Saved entries:
== Segment start ==

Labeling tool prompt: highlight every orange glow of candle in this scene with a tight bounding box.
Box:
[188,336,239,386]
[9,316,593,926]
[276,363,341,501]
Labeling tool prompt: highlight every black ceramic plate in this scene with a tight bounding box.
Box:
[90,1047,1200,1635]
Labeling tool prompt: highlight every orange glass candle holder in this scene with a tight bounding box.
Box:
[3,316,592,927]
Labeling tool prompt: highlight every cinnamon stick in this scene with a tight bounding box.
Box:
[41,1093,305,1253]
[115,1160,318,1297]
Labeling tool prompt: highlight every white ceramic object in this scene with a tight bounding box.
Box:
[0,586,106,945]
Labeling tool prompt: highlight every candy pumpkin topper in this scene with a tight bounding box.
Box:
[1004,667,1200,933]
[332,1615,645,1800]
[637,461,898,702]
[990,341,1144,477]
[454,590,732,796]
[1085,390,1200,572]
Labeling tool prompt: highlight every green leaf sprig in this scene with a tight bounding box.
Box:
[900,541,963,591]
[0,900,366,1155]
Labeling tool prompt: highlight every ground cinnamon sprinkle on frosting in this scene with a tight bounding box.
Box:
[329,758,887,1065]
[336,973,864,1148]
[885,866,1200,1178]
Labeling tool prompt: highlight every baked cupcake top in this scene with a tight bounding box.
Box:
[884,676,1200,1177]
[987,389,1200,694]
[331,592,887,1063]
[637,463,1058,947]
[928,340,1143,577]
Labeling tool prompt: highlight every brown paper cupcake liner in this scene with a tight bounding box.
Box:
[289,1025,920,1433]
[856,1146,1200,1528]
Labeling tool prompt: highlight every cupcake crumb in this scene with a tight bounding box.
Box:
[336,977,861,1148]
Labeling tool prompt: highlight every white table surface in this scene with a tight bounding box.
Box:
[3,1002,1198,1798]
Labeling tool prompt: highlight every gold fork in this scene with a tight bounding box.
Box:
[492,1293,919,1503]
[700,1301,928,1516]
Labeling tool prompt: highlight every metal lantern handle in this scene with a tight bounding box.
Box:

== Segment end ==

- [Work order] With no line skipped, repeat the records exactly.

- [Response for this exercise]
Labeling tool prompt: highlight every orange glow of candle in this scene with a tight bounding box.
Box:
[188,336,239,386]
[9,316,593,926]
[276,363,341,501]
Labeling tool prompt: highlight every black ceramic plate in this scene with a tight bounding box.
Box:
[90,1047,1200,1635]
Labeling tool prompt: highlight every orange glass candle holder in this scene with a tight bounding box.
Box:
[3,316,592,927]
Labeling tool prompt: highlight every cinnamon stick in this scene with a tight bounding box.
Box:
[41,1093,305,1253]
[115,1160,318,1297]
Labeling tool prompt: highlight every white ceramic object in this scene with a tight bounding box.
Box:
[0,586,106,945]
Labeling tool prompt: highlight every candy pumpkin topper in this scene with a tight bounding box.
Box:
[1004,667,1200,933]
[332,1615,645,1800]
[637,461,898,702]
[990,341,1144,477]
[454,590,732,796]
[1085,390,1200,572]
Labeling tool prompt: highlight every green leaf sprig in this scene with a tight bounding box.
Box:
[900,541,963,591]
[0,900,366,1155]
Labeling tool prompt: highlight every ground cinnamon sprinkle on frosting in this scene with a tight bounding box.
Box:
[329,758,887,1065]
[336,973,864,1148]
[885,866,1200,1178]
Labeling tool prompt: highlight every baked cupcake top in this scene with a tight bounding box.
Box:
[884,676,1200,1177]
[987,389,1200,694]
[331,592,887,1063]
[637,463,1058,947]
[928,340,1143,577]
Labeling tool prompt: highlight every brown paper cupcake liner in this scene with a tight bounding box.
Box:
[289,1025,920,1433]
[856,1146,1200,1528]
Labeling tool prompt: highlight every cupcake crumb in this scene with a tight bounding box.
Box:
[336,977,861,1148]
Labeling tool prompt: highlight every white table surface in this scene with a tight bounding box.
Box:
[3,1002,1198,1798]
Labeling tool prompt: highlight every gold fork in this scene with a tight bounding box.
Box:
[492,1293,919,1503]
[700,1301,928,1516]
Labeling tool prompt: highlight every metal lantern handle in this scene with a tight bounding box.
Box:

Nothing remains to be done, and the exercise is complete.